## Your instructions
The records below are to be set down word for word, with every picture left out.

## Stored data entries
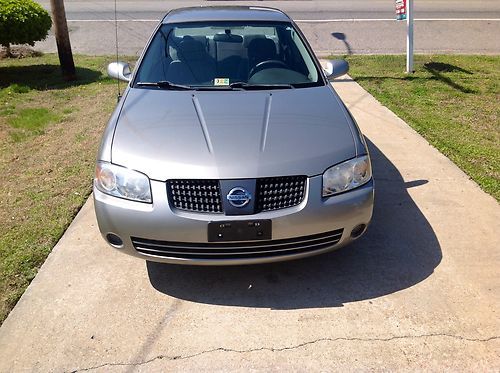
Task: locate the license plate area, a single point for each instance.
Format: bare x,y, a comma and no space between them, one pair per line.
242,230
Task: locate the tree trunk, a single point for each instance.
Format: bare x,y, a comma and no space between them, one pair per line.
62,39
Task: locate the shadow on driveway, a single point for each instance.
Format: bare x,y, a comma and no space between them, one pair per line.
399,250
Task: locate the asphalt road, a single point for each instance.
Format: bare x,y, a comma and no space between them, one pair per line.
332,27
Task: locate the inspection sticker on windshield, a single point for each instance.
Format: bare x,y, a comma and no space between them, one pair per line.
221,81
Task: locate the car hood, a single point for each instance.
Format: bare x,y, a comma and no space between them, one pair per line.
231,134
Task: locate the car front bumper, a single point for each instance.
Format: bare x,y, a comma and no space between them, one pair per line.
158,232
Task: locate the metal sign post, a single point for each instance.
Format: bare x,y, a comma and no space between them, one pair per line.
409,36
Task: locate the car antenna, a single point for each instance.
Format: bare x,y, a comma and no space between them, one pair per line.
119,96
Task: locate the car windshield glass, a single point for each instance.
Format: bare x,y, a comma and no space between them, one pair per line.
218,54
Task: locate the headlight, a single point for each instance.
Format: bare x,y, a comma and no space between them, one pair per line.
347,175
121,182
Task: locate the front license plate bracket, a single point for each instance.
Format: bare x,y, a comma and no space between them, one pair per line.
243,230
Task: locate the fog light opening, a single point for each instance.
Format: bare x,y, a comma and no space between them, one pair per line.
114,240
358,230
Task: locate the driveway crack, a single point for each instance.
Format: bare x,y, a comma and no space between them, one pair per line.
289,348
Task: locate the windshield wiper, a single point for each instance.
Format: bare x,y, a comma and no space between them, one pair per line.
164,84
249,86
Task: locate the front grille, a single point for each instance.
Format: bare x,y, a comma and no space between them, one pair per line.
195,195
237,250
275,193
272,193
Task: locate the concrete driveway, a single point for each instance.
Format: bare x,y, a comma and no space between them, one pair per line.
419,292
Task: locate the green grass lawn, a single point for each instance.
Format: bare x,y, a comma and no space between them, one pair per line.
49,134
50,131
452,101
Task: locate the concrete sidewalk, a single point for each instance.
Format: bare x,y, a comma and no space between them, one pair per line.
419,291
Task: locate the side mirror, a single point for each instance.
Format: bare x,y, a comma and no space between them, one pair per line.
120,70
336,68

## Expected output
Task: locate the license plate area, a single point for each instance.
Format: bare x,y, a comma and no space between them, one pair per line.
242,230
Task: locate the tree trunk, a single point for each instance.
Format: bare x,y, a comma and no space between them, one pair per line.
62,39
Task: locate the shadow on driveway, a single point for each instance.
Format: bare x,y, a comma and no space between them, one pair per line.
399,250
Task: locate the asphalt road, a single point for each instance.
Format: bare x,y, a comma and no space between them, one pair per line.
332,27
Task: locate the inspection sticker on windshield, a single point for each instance.
Format: bare x,y, a comma and no space between them, one pair per line.
221,81
Task: locate the car hood, a single point for each instance.
Format: bare x,y, a comma and no space between them, one pair per line.
231,134
Task: locate the car front bumper, a single point for each instance.
Format: bare x,y, a comma and no space between them, one pair per line.
158,232
Task: locate the metal sign post, a single point for each instance.
Format: bare x,y, a comma and no space between them, one pair per line.
409,36
Task: locate the car antenna, a single point for each instance.
Format: bare x,y, a comma and no space between them, one pair per line.
119,96
Task: locate the car windshield glass, a single point for each instance.
Format: bare x,y, a comma and no space between them, one pair per line.
218,54
Task: locate the headlight, a single point for each instance.
Format: bare x,y, a comma and no space between them, one pair per line.
347,175
121,182
Task: locate the front license plate bracket, a single point for each instance.
Format: bare x,y, a comma and no space between them, one pair per line.
243,230
Task: locate the fog light opening, a single point for each instance.
Format: bare x,y, a comma and no space between them, one pair per line.
114,240
358,230
Task: locate the driveway crack, a single point for each instance.
Format: bare x,y, a comma and no space between them, one pair per line.
289,348
Task: locate the windshield wiper, a single point for each instance.
Format: bare x,y, a comma and no space between them, one pair per line.
164,84
249,86
Task: locate the front grille, a single point for each instance.
Format: bare x,y, a comma and no space between them, one pair per line.
195,195
237,250
275,193
272,193
Task: locate the concrete driveway, a single point for each instance.
Format: bare x,y, a comma and no space between them, one pair per line.
419,292
Task: locate the green grass lawn, a single point for each instance.
Format: bare x,y, a comma and no space between them, one pair per line.
49,134
50,131
452,101
Task: locate the concrete sidewalk, a single point for each instance.
Format: bare x,y, a comma and no space between them, one pair per line.
419,291
Task: locate the side mirror, a single point for each instance.
Format: bare x,y, a comma and no space between them, one pair per line.
120,70
336,68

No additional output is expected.